> PROBLEM REQUIREMENTS: Copy out the following records, verbatim, from the line containing "Draw the outline of every instance of the forehead" through the line containing "121], [90, 122]]]", including both of those lines.

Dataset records

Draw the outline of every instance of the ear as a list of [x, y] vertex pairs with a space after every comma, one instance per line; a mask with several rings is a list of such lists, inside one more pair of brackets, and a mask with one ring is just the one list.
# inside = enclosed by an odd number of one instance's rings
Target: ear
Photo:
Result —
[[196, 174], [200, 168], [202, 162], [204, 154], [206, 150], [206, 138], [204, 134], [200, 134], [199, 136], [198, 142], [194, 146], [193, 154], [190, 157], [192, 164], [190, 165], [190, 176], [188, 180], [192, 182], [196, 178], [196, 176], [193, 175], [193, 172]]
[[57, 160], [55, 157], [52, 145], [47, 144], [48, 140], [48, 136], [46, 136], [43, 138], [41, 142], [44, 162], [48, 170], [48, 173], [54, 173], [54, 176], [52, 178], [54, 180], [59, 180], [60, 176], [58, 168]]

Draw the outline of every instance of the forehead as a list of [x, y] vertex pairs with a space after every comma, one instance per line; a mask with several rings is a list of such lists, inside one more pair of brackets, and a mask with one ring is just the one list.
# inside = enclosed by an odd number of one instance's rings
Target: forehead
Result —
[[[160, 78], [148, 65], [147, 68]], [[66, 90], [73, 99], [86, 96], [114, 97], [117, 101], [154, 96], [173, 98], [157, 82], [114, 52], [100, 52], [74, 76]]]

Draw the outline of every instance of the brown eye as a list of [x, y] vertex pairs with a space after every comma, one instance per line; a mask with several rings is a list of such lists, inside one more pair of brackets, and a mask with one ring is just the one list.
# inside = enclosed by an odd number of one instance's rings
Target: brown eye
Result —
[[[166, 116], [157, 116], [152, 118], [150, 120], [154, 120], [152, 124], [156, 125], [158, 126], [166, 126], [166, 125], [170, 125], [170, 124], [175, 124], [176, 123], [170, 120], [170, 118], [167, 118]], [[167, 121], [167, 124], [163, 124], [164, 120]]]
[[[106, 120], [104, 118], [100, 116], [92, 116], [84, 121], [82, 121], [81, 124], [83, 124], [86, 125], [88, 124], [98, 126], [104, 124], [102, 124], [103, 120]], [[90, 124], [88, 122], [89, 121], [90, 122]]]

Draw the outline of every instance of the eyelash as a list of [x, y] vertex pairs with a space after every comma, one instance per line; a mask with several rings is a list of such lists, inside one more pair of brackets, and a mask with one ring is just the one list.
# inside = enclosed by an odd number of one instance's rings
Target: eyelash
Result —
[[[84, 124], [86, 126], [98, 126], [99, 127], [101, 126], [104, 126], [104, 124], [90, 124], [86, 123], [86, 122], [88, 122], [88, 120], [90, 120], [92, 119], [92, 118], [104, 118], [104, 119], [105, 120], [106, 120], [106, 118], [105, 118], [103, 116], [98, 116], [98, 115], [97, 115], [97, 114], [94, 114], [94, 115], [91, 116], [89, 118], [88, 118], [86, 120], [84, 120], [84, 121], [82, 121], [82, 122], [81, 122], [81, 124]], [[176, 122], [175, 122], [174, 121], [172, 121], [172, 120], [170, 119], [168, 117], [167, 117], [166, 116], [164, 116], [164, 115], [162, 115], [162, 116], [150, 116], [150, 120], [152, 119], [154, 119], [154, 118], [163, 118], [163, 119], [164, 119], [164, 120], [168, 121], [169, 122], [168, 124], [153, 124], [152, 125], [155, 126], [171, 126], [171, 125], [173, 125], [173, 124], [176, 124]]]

> IN RESPONSE:
Draw the outline of every instance of the forehead as a list of [x, y] vertex pairs with a space after every comma, one instance per line; a mask with several rings is a list of such lists, inside one more pair of brackets, and a mask with one ring is just the one list.
# inside = enclosed by an odd number of one instance's rings
Target: forehead
Result —
[[[160, 78], [148, 65], [147, 68]], [[66, 90], [73, 99], [86, 96], [114, 97], [117, 101], [154, 96], [173, 98], [157, 82], [114, 52], [100, 52], [74, 76]]]

Draw the outline of every instance of the brown eye as a list of [x, y] vertex pairs with a space after every comma, one instance per line; a mask with several rings is a list of such lists, inside one more pair of brackets, and a mask with one ring is just the one list.
# inside = enclosed by an odd number of one instance's rings
Target: brown eye
Result —
[[[166, 116], [157, 116], [152, 118], [150, 120], [154, 120], [152, 124], [156, 125], [158, 126], [166, 126], [166, 125], [170, 125], [170, 124], [175, 124], [176, 123], [170, 120], [170, 118], [167, 118]], [[167, 121], [167, 124], [163, 124], [164, 120]]]
[[[106, 120], [104, 118], [100, 116], [92, 116], [84, 121], [82, 121], [81, 124], [83, 124], [86, 125], [88, 124], [98, 126], [104, 124], [102, 124], [103, 120]], [[90, 124], [88, 122], [89, 121], [90, 122]]]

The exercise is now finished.